• Data excerpts:
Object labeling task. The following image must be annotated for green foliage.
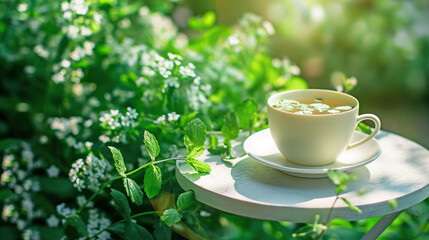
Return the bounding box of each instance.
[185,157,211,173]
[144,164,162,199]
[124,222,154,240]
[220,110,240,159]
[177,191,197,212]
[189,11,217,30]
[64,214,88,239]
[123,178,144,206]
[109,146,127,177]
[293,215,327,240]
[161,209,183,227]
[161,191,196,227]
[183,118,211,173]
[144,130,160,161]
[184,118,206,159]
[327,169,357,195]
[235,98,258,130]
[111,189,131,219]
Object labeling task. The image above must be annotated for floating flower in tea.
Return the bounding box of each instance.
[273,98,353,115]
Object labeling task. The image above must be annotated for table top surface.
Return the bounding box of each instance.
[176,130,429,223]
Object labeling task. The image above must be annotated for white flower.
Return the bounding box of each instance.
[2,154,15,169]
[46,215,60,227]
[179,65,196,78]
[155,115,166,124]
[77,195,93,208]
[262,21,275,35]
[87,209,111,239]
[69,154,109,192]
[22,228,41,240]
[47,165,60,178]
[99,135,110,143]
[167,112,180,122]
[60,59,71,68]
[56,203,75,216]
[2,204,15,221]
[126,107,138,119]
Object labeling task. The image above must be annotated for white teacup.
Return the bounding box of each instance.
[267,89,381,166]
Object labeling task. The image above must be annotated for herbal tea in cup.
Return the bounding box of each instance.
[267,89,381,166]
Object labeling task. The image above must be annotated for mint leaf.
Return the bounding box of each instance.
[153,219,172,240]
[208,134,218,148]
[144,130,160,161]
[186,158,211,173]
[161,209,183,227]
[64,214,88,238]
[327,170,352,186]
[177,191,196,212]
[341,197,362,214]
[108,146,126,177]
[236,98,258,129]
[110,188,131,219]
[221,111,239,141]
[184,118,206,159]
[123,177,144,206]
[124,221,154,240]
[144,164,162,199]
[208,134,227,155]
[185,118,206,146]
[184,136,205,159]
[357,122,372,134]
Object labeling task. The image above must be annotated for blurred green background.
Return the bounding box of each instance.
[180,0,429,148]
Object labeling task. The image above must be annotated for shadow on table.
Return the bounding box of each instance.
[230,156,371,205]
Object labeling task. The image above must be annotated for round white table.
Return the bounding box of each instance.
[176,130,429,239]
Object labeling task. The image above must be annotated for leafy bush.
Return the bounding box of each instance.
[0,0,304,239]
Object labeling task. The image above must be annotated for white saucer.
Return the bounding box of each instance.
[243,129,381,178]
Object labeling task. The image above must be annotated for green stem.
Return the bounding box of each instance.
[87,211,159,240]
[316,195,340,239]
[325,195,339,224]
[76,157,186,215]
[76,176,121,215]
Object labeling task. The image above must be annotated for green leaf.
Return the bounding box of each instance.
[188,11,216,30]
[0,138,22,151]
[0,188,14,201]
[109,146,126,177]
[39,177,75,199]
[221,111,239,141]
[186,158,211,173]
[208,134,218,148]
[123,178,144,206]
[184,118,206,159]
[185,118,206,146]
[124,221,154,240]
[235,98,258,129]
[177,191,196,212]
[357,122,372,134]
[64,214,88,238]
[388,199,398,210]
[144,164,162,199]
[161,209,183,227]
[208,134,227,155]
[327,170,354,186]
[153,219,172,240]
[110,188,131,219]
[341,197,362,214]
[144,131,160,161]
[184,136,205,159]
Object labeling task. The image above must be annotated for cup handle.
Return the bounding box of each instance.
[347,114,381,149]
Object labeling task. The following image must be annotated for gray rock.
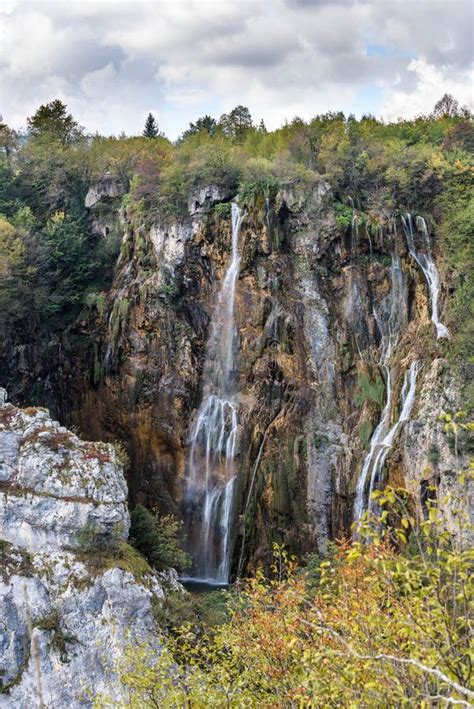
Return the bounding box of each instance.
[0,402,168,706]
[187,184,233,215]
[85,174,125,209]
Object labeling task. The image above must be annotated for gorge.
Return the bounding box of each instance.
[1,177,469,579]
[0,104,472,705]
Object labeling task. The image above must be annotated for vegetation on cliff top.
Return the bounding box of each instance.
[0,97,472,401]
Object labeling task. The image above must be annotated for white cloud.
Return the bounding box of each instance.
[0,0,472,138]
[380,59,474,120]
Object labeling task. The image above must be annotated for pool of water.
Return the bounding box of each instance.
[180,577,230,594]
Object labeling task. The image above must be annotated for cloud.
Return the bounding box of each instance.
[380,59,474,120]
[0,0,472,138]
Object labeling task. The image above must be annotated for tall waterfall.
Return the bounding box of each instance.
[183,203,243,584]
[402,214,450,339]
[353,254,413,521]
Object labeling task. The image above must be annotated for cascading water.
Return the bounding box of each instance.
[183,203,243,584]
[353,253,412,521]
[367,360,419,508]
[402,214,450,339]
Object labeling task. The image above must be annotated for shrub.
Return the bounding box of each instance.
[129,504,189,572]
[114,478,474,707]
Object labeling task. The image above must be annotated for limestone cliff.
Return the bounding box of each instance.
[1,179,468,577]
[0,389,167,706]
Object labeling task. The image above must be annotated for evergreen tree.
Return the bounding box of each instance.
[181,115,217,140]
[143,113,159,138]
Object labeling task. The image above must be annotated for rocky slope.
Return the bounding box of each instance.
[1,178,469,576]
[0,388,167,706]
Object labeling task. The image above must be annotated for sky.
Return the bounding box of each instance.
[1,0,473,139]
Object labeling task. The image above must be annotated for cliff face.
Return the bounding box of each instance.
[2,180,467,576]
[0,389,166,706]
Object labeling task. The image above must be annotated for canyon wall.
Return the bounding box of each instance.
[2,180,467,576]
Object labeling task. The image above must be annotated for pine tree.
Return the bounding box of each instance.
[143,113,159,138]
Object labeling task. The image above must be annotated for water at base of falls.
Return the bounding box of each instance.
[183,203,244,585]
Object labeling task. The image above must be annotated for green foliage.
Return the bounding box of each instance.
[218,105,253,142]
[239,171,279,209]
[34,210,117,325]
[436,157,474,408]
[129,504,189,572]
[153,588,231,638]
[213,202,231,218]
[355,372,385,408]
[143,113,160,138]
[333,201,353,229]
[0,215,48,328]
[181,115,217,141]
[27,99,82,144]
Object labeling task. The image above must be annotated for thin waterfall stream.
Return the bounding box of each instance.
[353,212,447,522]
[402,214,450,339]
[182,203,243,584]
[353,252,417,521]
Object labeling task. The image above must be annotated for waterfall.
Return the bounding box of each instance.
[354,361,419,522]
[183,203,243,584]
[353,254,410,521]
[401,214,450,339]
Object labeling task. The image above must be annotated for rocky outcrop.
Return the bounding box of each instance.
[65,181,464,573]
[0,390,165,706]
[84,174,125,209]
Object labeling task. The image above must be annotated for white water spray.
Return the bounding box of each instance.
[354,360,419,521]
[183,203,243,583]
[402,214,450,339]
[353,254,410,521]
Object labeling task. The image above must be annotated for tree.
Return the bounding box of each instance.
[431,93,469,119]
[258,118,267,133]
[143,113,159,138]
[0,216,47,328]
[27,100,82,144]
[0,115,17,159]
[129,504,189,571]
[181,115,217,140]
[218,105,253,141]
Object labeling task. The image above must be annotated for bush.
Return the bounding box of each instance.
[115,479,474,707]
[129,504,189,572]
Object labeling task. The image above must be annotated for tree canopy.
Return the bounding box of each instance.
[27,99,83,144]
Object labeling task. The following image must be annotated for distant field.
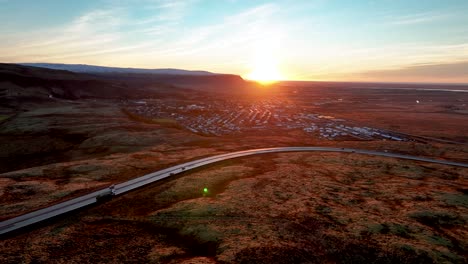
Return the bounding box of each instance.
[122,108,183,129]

• Your goal: Read through the data and copy every line where "table" shows up.

• Response below:
Object labeling task. The image above must be annotated for table top surface.
Object labeling task. The image above must be annotated for shadow on table.
Object labeling task. The image above must be annotated for round white table.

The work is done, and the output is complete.